-- Data in this exercise follows --

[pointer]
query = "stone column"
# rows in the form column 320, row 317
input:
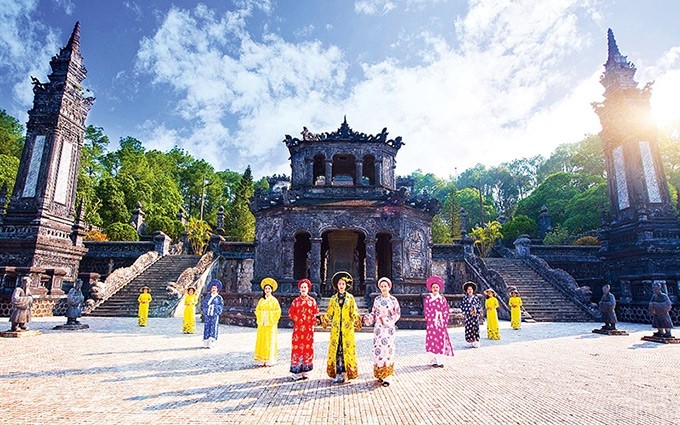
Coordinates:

-- Data in this exercise concluded --

## [What to produce]
Each line above should be output exactly, apart from the pictures.

## [Expected output]
[pointer]
query = "stone column"
# rows in the form column 320, row 317
input:
Coordinates:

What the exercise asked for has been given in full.